**Exercise requirements**
Nothing but the lines from the line with "Query: roadside curb" to the end of the records below should appear in the answer, each exactly as given.

Start of Data under study

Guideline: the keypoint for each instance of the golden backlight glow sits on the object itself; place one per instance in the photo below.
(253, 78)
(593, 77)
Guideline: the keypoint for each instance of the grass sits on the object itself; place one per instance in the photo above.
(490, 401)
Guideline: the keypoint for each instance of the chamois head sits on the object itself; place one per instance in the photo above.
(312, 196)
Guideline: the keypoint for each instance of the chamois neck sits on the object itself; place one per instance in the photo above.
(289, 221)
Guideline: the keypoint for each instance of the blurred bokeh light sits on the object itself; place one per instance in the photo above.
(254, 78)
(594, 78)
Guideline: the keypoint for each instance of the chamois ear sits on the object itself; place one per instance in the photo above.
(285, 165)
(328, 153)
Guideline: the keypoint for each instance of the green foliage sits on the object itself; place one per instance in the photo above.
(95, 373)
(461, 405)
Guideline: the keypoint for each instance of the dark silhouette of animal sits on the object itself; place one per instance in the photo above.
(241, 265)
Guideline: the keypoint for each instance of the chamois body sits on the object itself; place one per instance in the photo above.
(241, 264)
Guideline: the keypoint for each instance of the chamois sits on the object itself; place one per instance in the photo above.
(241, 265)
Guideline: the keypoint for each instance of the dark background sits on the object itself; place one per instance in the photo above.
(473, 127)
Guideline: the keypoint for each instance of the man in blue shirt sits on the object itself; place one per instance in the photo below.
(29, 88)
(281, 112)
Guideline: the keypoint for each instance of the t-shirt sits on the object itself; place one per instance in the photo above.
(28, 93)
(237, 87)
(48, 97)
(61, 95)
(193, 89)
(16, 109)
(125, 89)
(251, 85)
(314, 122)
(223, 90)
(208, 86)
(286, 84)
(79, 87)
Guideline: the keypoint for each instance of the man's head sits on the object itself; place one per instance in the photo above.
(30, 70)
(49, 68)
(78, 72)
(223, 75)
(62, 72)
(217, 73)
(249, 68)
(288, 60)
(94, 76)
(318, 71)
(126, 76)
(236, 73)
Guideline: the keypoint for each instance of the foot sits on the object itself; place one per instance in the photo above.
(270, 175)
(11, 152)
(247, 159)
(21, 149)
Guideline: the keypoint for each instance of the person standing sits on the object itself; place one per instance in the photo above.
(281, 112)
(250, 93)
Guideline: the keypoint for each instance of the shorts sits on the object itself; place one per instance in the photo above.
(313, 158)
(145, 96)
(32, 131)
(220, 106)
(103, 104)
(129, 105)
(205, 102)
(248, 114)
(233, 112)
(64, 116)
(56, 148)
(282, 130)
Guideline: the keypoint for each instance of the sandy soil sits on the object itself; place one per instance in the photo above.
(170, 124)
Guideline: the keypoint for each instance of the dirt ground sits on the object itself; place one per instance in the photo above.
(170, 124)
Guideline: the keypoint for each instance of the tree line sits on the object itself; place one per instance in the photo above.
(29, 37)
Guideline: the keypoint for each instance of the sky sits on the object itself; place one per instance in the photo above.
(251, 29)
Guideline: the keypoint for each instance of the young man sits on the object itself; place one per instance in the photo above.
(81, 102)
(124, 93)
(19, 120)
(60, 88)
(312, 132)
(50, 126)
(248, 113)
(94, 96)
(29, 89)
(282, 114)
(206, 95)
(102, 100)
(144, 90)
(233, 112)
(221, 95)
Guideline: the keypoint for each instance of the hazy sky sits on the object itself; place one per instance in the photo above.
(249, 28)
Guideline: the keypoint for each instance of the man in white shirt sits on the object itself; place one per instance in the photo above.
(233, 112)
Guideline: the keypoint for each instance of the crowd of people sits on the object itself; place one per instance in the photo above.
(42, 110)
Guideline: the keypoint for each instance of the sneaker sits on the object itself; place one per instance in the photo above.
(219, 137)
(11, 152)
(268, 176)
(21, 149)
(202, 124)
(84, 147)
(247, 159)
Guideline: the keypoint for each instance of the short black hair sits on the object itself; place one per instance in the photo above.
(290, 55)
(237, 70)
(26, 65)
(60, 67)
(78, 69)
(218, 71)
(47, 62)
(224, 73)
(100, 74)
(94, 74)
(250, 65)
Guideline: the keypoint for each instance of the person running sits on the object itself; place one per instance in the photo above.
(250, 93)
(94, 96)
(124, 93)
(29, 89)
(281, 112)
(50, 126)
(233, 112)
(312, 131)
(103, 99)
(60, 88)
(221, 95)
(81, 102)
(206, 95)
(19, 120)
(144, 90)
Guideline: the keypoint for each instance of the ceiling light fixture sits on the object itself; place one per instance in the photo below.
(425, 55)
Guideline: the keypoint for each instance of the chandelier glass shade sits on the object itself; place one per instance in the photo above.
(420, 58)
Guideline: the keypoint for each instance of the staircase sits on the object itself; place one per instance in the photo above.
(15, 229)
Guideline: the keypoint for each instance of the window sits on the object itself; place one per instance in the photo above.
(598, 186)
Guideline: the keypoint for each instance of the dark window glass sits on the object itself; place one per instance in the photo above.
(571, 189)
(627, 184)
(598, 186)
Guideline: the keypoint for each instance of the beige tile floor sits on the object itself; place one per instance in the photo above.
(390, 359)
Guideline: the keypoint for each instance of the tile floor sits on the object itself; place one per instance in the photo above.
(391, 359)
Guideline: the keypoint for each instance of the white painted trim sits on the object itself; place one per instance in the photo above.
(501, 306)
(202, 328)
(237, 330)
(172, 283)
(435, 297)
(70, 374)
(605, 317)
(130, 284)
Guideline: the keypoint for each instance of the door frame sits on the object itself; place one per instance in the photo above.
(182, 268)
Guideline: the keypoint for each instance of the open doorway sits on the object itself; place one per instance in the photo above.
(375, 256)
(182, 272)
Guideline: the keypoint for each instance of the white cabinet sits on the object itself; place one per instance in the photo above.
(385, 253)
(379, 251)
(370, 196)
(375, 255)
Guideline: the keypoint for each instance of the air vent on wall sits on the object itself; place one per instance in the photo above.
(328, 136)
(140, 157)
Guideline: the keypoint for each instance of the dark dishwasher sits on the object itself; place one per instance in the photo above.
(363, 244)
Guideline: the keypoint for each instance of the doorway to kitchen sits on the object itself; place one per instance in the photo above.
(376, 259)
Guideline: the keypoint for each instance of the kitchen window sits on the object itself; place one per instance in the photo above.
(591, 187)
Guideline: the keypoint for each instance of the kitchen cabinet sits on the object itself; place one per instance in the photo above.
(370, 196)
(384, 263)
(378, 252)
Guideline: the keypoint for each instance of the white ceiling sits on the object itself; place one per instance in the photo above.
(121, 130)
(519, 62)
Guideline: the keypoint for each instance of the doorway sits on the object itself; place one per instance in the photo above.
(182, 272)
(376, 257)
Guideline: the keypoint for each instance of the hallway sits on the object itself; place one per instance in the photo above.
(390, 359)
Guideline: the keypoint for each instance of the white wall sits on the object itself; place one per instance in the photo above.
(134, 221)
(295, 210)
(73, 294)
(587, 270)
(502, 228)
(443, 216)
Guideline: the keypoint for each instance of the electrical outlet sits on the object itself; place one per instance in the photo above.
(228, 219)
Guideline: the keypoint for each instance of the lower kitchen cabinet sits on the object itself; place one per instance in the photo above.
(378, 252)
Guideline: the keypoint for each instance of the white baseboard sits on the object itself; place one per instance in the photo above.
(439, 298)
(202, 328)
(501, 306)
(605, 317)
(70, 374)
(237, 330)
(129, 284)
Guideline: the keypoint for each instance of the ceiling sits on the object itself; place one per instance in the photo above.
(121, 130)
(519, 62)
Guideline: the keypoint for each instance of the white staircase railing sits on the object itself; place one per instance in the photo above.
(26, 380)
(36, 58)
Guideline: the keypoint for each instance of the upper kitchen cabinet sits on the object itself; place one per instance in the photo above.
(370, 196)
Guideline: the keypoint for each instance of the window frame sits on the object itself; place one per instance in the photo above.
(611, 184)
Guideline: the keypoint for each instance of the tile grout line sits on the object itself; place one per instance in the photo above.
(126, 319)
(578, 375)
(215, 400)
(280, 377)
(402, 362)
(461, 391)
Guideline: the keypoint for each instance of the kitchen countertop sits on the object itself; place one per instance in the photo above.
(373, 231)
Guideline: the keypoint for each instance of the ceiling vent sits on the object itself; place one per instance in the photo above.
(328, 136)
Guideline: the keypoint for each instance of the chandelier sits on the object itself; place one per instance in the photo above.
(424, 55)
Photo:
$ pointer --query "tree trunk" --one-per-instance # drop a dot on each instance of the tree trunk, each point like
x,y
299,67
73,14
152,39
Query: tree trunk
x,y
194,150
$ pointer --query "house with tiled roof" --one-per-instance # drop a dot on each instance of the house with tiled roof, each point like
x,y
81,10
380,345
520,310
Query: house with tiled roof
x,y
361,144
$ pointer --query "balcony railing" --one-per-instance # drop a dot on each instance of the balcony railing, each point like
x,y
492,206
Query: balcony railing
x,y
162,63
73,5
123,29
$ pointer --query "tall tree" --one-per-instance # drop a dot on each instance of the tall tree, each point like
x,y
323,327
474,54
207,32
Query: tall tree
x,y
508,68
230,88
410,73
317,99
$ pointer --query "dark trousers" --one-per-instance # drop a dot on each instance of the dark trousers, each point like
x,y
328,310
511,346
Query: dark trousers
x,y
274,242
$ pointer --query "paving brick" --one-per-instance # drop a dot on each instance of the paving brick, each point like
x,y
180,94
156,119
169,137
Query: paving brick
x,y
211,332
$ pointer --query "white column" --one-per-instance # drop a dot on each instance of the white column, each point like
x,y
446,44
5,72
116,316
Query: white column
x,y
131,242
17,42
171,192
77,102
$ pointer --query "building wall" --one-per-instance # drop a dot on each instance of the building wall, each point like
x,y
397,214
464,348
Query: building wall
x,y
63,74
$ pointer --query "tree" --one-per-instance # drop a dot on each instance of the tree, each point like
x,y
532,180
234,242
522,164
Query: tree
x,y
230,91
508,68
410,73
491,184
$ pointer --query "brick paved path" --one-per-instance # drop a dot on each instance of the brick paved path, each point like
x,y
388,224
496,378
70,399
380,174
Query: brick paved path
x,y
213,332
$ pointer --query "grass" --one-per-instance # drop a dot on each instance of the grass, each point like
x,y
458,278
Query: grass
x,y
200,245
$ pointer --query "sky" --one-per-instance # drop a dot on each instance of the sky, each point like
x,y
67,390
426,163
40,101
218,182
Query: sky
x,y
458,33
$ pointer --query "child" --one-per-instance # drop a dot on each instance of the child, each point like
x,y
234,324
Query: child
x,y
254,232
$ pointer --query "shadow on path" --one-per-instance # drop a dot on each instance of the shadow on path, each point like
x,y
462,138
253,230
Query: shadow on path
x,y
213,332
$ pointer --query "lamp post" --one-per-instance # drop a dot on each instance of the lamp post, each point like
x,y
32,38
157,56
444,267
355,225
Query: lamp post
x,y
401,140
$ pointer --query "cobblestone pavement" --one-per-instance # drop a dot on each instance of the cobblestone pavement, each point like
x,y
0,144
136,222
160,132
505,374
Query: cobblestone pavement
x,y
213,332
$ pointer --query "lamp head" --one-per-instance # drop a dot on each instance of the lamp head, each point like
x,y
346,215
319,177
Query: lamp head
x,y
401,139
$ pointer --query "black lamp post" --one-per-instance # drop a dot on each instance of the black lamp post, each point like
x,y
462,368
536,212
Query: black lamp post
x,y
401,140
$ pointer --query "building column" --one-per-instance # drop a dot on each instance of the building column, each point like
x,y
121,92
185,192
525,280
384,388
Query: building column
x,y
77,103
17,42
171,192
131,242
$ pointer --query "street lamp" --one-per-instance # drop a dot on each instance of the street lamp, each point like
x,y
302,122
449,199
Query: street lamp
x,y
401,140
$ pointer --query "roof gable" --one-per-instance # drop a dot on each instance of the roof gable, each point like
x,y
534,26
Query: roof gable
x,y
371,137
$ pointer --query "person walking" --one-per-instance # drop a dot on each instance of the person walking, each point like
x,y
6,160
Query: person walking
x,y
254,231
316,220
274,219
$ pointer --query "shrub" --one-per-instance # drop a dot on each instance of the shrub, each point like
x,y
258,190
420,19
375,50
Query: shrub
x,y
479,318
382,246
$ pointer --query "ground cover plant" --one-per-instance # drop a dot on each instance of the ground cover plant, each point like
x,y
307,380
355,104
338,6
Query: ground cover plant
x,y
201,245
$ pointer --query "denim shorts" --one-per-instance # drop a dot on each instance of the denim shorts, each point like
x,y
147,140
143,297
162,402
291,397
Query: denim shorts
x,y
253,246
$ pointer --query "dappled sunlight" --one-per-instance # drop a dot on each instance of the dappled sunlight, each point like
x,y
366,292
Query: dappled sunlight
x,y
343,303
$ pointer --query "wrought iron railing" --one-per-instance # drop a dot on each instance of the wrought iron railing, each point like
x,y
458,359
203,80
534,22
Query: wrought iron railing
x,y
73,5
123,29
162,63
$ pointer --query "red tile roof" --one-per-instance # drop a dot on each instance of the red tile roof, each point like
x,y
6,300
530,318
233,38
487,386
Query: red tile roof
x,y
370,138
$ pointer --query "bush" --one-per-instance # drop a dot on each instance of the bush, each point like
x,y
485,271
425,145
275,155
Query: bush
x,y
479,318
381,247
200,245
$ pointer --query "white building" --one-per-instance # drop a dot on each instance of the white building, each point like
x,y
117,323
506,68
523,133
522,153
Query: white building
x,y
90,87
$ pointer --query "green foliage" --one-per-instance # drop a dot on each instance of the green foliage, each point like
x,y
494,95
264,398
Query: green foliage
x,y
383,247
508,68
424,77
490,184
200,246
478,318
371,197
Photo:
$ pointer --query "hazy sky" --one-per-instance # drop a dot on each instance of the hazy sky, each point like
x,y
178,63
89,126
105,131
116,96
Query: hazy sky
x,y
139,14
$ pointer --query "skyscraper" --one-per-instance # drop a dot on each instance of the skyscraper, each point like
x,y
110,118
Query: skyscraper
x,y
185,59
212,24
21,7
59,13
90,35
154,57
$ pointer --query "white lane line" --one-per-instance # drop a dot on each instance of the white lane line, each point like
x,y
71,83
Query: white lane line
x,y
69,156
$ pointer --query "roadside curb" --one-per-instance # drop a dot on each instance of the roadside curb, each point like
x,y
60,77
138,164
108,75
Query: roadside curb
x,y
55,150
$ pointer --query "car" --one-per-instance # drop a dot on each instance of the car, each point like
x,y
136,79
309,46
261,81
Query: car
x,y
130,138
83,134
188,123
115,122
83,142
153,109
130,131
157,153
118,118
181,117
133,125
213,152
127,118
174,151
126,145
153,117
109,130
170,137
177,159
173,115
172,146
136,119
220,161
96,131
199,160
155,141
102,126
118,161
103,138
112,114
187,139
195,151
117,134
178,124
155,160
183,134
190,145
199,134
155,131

End of Data under study

**Task output**
Query: roadside curb
x,y
55,150
$ pointer --query "car" --one-per-instance # drop a dot on each instance of the car, each point like
x,y
136,79
309,46
261,81
Query: car
x,y
130,138
83,134
188,123
115,122
83,142
153,109
130,131
157,153
118,118
181,117
133,125
213,152
127,118
174,151
126,145
153,117
109,130
170,137
177,159
173,115
172,146
136,119
220,161
96,131
199,160
155,141
102,126
118,161
103,138
112,114
187,139
195,151
117,134
178,124
155,160
183,134
190,145
199,134
155,131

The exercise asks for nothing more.